=== SOURCE EXCERPT ===
************
A couple of months ago I elliptically grumbled about media coverage and analysis of the riots originating from French slums. Here’s an example of what I was on about, but from a positive angle. This is what I was talking about; this is what you should be doing.

A group of enterprising students at Swarthmore College, in Pennsylvania, has some advice for the politically disaffected: If you find the media’s Iraq coverage unsatisfactory, pick up the phone. Don’t call the Times, or CNN, or Rupert Murdoch; call Baghdad. There are a couple of Iraqi phone books available on the Internet, and plenty of interesting people willing to share their stories directly, from six thousand miles away, many of them speaking decent English. When your phone bill starts to get out of hand, try downloading Skype, software that allows two people to talk free, from anywhere in the world, using computer microphones and a headset.

Amelia Templeton, a senior history major, estimates that she has spoken with twenty-five Iraqis over the past year, and now, as she said the other day, it’s a bad idea to ask me about Iraq unless you plan on listening for a while. One of the Iraqis she spoke with, a painter named Esam Pasha, who is a grandson of the former Prime Minister Nuri al-Said, has even invited her to visit Baghdad. I was told that if I came he’d pick me up at the airport, she said. Given what that road is like, how dangerous it is going to and from the airport, that’s quite an offer.

Templeton is one of the editors at War News Radio, a weekly half-hour show broadcast on the Swarthmore campus station, and podcast over the Web, where it draws as many as three thousand listeners a day. The show’s stated aim is to rediscover the voices of real people in Iraq. …

The students began, two semesters ago, by creating a homemade sound studio, using bulletin boards and egg cartons hung from ceiling pipes. Now, thanks to the college, they’ve got proper acoustic tiling, although space heaters are still required to supplement the building’s old radiator, and the reporters sometimes wear ski jackets and hats while manning the phones. They have secured interviews, in recent weeks, with the C.E.O. of the new Iraqi Stock Exchange, an aspiring filmmaker in Baghdad, and the Sunni politician Adnan Pachachi. In one broadcast, an Iraqi doctor, referring to the mood at the checkpoints, said, Everybody feels terrified; everything around is horrible, and you expect that you may be killed at any minute. (His daughter had been shot, he said, by U.S. soldiers.)
************
=== WHAT THE TASK REQUIRES ===
Reproduce word for word the passage of the text about the Swarthmore radio show, starting with "The students began, two" and going on through "by U.S. soldiers.)". The lines that follow are drawn from a different source than the text about the Swarthmore radio show.

=== STORED DATA ===
************
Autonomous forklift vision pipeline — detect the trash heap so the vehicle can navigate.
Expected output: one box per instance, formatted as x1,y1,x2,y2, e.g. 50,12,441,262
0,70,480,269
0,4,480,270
************
=== EXPECTED ANSWER ===
The students began, two semesters ago, by creating a homemade sound studio, using bulletin boards and egg cartons hung from ceiling pipes. Now, thanks to the college, they’ve got proper acoustic tiling, although space heaters are still required to supplement the building’s old radiator, and the reporters sometimes wear ski jackets and hats while manning the phones. They have secured interviews, in recent weeks, with the C.E.O. of the new Iraqi Stock Exchange, an aspiring filmmaker in Baghdad, and the Sunni politician Adnan Pachachi. In one broadcast, an Iraqi doctor, referring to the mood at the checkpoints, said, Everybody feels terrified; everything around is horrible, and you expect that you may be killed at any minute. (His daughter had been shot, he said, by U.S. soldiers.)